PASSAGE SHOWN:
-=-=-

Do shows like “Real Housewives of Atlanta,” “Love and Hip Hop Atlanta” or “Atlanta Plastic” accurately depict what it’s like to live and work in Atlanta? Plus, with all the scientific research about diets out there, how can consumers cut through all the noise to know what's healthy and what to avoid? Also, the sordid conditions of a Civil War prison located in Georgia.
Many of the soldiers who died during the Civil War did so in Northern and Southern prison camps. One of the most notorious of these was Andersonville Prison in Georgia. Thousands of Union troops there died while in captivity, and many of them came into contact with the same man --- Henry Wirz, a Confederate commander stationed at the prison. He was the only person executed for war crimes during the Civil War. A heavily criticized monument in his memory sits near the prison site and memorials for the victims. Host Celeste Headlee talks with a historian of the prison who says some of Wirz’s story is often misunderstood.

-=-=-

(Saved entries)

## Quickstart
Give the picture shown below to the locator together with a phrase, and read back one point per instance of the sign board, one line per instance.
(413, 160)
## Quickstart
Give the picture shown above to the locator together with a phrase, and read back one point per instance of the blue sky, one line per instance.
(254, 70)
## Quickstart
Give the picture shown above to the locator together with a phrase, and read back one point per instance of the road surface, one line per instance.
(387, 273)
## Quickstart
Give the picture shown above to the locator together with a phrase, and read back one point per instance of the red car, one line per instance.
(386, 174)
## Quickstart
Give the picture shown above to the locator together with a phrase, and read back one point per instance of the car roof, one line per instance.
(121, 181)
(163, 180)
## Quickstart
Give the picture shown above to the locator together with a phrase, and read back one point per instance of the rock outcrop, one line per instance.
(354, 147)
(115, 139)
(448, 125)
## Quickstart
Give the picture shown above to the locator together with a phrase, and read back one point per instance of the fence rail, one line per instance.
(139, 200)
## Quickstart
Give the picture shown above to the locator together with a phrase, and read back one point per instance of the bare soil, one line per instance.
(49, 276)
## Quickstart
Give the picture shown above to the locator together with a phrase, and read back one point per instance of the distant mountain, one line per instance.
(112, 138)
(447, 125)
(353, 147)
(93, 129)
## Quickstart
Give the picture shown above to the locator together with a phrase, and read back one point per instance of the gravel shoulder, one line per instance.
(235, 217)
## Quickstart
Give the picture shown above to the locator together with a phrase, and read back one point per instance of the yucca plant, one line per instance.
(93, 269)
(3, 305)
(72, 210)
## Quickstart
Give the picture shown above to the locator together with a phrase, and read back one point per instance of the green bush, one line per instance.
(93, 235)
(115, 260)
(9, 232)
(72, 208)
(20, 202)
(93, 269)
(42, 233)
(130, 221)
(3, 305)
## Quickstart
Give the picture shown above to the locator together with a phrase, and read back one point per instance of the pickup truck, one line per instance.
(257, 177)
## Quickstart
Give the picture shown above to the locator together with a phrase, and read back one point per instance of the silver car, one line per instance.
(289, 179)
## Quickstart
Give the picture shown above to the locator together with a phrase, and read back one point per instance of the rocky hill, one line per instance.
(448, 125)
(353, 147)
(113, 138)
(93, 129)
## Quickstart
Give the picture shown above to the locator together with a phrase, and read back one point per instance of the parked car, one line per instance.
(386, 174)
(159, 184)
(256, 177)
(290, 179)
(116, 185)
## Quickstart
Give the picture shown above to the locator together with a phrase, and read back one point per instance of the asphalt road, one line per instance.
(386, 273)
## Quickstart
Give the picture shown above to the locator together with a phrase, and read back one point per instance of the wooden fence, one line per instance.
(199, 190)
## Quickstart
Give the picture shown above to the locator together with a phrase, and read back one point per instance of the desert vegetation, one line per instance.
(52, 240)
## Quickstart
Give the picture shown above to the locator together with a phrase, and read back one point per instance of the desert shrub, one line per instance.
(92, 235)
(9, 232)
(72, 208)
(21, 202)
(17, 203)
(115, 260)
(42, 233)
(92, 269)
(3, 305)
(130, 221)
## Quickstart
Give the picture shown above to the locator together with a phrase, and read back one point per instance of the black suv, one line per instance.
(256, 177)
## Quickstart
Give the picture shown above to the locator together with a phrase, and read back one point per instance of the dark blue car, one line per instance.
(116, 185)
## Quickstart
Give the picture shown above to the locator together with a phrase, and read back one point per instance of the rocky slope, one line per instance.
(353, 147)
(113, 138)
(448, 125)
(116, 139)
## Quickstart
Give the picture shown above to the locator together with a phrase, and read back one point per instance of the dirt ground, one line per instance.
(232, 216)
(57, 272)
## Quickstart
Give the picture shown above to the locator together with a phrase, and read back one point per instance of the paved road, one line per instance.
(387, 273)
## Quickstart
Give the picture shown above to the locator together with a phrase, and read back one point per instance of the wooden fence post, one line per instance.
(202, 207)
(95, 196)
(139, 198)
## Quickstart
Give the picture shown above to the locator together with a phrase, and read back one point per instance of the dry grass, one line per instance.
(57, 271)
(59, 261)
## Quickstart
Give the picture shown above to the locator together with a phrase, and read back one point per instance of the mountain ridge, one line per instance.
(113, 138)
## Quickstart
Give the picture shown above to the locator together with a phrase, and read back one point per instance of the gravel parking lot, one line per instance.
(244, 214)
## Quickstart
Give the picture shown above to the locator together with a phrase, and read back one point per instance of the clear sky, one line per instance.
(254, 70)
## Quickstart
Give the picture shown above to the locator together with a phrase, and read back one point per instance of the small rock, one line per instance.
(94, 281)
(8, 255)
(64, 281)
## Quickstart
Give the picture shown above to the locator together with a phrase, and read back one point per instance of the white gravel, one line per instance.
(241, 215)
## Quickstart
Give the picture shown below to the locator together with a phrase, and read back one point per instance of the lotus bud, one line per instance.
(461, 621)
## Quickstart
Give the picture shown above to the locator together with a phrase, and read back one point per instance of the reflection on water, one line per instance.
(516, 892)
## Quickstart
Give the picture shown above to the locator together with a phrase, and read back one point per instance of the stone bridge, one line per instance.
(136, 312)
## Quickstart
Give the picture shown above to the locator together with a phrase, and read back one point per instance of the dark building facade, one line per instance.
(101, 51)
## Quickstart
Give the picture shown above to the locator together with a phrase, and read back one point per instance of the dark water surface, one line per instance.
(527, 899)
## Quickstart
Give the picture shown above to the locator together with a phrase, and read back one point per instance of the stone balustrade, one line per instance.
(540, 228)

-=-=-

WORK REQUEST A: Please check each statement against the program summary and answer yes or no, quoting the exact words that decide it: (i) Henry Wirz was a Union commander at Andersonville Prison. (ii) Wirz was the only person executed for war crimes during the Civil War. (iii) The monument to Wirz near the prison site has been widely praised.
WORK REQUEST B: Write the next part of the program summary, picking up after its final sentence.

RESULT A:
(i) No: "a Confederate commander stationed at the prison."
(ii) Yes: "He was the only person executed for war crimes during the Civil War."
(iii) No: "A heavily criticized monument in his memory sits near the prison site."

RESULT B:
Plus, the Medical College of Georgia at Augusta University released a study showing that mice with high fat diets experienced memory issues (for humans, an example would be forgetting where you put your keys.) So does fat make you forgetful? We get an explainer on that study from its corresponding author, Alexis Stranahan. From the Atkins diet to Weight Watchers to the Paleo diet, it feels as if we’re inundated with diet studies all the time. Then, host Celeste Headlee speaks with Dr. Laurence Sperling, a cardiologist at Emory, about which diets to trust and which ones to avoid.
And know a rich housewife? A celebrity’s personal assistant? A rapper? Plastic surgeon? How about a self-made millionaire? These are just some of the jobs and lifestyles of Atlanta reality TV stars. Do shows like “Real Housewives of Atlanta,” “Love and Hip Hop Atlanta” or “Atlanta Plastic” accurately depict what it’s like to live and work in Atlanta? Host Celeste Headlee talks about portrayals of Atlanta with reality TV blogger Michelle Brown, Georgia State University literature professor Gina Caison and Morehouse College professor of English Stephane Dunn.